### Pasaje seleccionado:

******************************

Pero, una vez admitido esto, el votante individual debe hacerse individualmente responsable, y no colectivamente sujeto a gravamen, por su voto. El alegre juego de votar por los beneficios de uno mismo a expensas de los de su vecino debe terminar, ya sea por los Miembros del Parlamento que doblan sus salarios como los primeros frutos de una victoria electoral, o ya sea por las autodenominadas Sociedades Cooperativas que adquieren inmensas propiedades con la ayuda del dinero creado del Banco de Inglaterra. Existe un método claro mediante el cual uno se puede acercar a este fin: la sustitución del voto secreto por la votación abierta, y la asignación de un impuesto, de acuerdo con la votación registrada, para un programa que incurra en una pérdida neta. Esto también implicaría un alto grado de libertad para disociarse de legislaciones de carácter funcional, con la consecuente disuasión respecto a la avalancha de autodenominadas Leyes que no son más que Órdenes de Trabajos.
Éste puede ser un momento conveniente para subrayar que el sistema económico, a diferencia del político, tenía un sistema de votación maravilloso, continuo y flexible, hasta que las mismas influencias que han pervertido la Constitución fueron también ejercidas contra aquélla. Por supuesto, me refiero al sistema de precios y dinero, que continuamente registraba la opinión del consumidor, –que es el lugar natural de la soberanía en el sistema económico–, en relación a los respectivos méritos de los artículos sometidos a su elección. Pero, por supuesto, todos los bien conocidos trapicheos de las Fuerzas subversivas han venido a entrar en juego: pactos para la fijación de precios, prácticas monopolísticas tanto en trabajo como en materiales, productos estandarizados, distribución a través de tiendas de una misma cadena, etc., de tal forma que la misma considerable cantidad de democracia económica que disfrutábamos hace cuarenta años ha desaparecido casi enteramente.
El consumidor ahora obtiene lo que el distribuidor considere oportuno dejarle tener; el productor hace lo que le sancionen las varias burocracias, Asociaciones Gubernamentales, Sindicales o Industriales, y luego lo pasa al distribuidor conforme al principio de o-lo-tomas-o-lo-dejas, y el burócrata sanciona todo lo que le suponga menos problemas y agrade a sus patrocinadores políticos. Hay una gran cantidad de cosas que han de aprenderse en relación a una democracia política deseable, si antes se consideran las calamidades que le han acontecido a la democracia económica.

******************************

### Materiales facilitados:
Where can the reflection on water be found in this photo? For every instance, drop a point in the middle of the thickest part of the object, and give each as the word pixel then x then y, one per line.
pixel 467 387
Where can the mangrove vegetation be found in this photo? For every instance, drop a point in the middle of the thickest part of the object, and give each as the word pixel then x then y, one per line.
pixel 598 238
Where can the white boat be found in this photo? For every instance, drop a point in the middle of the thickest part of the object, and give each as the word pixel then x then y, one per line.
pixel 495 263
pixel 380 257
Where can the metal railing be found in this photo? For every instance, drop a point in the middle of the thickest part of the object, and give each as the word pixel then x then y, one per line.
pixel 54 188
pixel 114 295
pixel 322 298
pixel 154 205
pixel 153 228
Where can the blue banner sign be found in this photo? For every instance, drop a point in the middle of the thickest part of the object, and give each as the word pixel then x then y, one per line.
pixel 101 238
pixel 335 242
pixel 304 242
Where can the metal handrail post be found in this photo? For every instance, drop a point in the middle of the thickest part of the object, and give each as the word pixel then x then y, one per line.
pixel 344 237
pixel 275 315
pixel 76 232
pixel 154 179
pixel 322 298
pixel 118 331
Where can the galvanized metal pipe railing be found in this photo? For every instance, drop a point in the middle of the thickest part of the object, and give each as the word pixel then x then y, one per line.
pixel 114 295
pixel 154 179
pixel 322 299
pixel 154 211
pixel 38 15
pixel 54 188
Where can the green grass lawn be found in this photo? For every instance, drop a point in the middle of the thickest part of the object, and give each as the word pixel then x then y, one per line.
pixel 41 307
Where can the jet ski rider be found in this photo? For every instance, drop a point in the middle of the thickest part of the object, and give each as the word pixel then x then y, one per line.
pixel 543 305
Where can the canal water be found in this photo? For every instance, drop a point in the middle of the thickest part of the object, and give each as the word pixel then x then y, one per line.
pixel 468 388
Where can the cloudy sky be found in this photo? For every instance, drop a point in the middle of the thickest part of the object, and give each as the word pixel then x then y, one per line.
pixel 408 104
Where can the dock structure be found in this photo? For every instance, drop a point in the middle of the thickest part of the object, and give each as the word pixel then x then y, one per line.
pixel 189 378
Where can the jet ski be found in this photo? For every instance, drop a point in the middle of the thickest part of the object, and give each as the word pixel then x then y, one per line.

******************************

### Tareas:
A. Según el pasaje, ¿por qué ha desaparecido casi por completo la democracia económica de hace cuarenta años? Explícalo en una a tres oraciones.
B. Por favor, vuelve a escribir todas las líneas de las filas desde la que contiene "Where can the green" hasta la que contiene "pixel 41 307", ambas incluidas, y suma 90 a cada coordenada de las respuestas.
Las filas no guardan ninguna relación con el pasaje.

### Lista de respuestas:
A. Ha desaparecido porque entraron en juego los trapicheos de las Fuerzas subversivas. Entre ellos figuran los pactos para fijar precios, las prácticas monopolísticas en trabajo y materiales, los productos estandarizados y la distribución a través de tiendas de una misma cadena.

B.
Where can the green grass lawn be found in this photo? For every instance, drop a point in the middle of the thickest part of the object, and give each as the word pixel then x then y, one per line.
pixel 131 397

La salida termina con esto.